* **Task item**: Reproduce every record precisely, leaving no line out.

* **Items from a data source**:
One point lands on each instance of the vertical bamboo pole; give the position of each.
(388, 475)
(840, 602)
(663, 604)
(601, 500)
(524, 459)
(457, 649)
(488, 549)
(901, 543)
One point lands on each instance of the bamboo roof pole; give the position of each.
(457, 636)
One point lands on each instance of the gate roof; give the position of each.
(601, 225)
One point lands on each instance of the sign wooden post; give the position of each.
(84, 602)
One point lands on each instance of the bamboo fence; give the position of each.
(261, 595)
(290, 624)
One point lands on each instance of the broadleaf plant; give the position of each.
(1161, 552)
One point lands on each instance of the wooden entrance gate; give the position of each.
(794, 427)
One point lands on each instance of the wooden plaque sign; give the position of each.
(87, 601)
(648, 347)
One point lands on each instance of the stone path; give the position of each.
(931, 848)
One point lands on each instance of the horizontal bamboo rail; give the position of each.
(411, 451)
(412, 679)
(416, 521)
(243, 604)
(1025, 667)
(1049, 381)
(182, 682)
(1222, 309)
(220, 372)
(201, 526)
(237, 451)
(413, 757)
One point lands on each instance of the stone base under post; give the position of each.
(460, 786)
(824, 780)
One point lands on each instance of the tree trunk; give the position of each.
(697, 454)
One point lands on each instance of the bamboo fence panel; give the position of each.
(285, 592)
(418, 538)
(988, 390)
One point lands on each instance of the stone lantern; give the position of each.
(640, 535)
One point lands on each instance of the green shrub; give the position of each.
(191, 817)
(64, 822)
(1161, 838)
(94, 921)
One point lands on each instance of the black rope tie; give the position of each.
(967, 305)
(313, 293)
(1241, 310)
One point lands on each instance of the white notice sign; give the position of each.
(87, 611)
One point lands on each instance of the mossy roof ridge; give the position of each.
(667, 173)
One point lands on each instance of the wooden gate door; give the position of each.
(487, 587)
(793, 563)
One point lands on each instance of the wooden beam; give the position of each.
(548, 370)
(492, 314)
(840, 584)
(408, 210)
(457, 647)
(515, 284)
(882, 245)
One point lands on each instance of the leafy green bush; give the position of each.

* **Solution for this exercise**:
One point lands on each instance of the vertical bamboo pole; give the position of each.
(388, 475)
(840, 602)
(663, 604)
(601, 500)
(524, 459)
(457, 649)
(488, 549)
(901, 543)
One point lands on each instance of the bamboo roof pole; give the position of each.
(457, 636)
One point lands on each instance of the gate roof; give the position of each.
(601, 225)
One point lands on each instance of the sign wooden post; give the position of each.
(84, 602)
One point lands on each instance of the bamboo fence; give the position of each.
(261, 595)
(290, 624)
One point lands on each instance of the broadleaf plant; give the position of each.
(1161, 552)
One point lands on each instance of the wooden entrance gate; give the position of each.
(794, 427)
One point lands on each instance of the wooden plaque sign; give the position of each.
(87, 601)
(648, 347)
One point lands on each instance of the stone path; give the position of each.
(931, 848)
One point lands on each instance of the horizontal bamboo rail; give the position of each.
(411, 451)
(412, 679)
(416, 521)
(243, 604)
(1025, 667)
(1049, 381)
(182, 682)
(1222, 309)
(220, 372)
(201, 526)
(237, 451)
(413, 757)
One point lands on each instance of the stone base under post; give the position of each.
(460, 786)
(824, 780)
One point lands on each instance of the tree trunk; give the position of each.
(697, 454)
One point lands on each instance of the bamboo fence panel; give the position of each.
(285, 592)
(418, 538)
(988, 390)
One point lands on each instance of the stone lantern; give the position of each.
(640, 535)
One point lands on each instance of the green shrub; give the position of each.
(191, 817)
(64, 822)
(1161, 838)
(94, 921)
One point lands on each instance of the black rope tie; give the position of each.
(967, 305)
(313, 293)
(1241, 310)
One point lands on each instance of the white notice sign; give the position of each.
(87, 611)
One point lands on each instance of the mossy roof ridge; give the position of each.
(667, 173)
One point lands on each instance of the wooden gate door; give the position of each.
(487, 587)
(793, 563)
One point lands on each instance of the wooden beam; give the position of each.
(548, 370)
(492, 314)
(840, 584)
(408, 210)
(457, 647)
(515, 284)
(882, 245)
One point lands on each instance of the leafy green bush; give the position of each.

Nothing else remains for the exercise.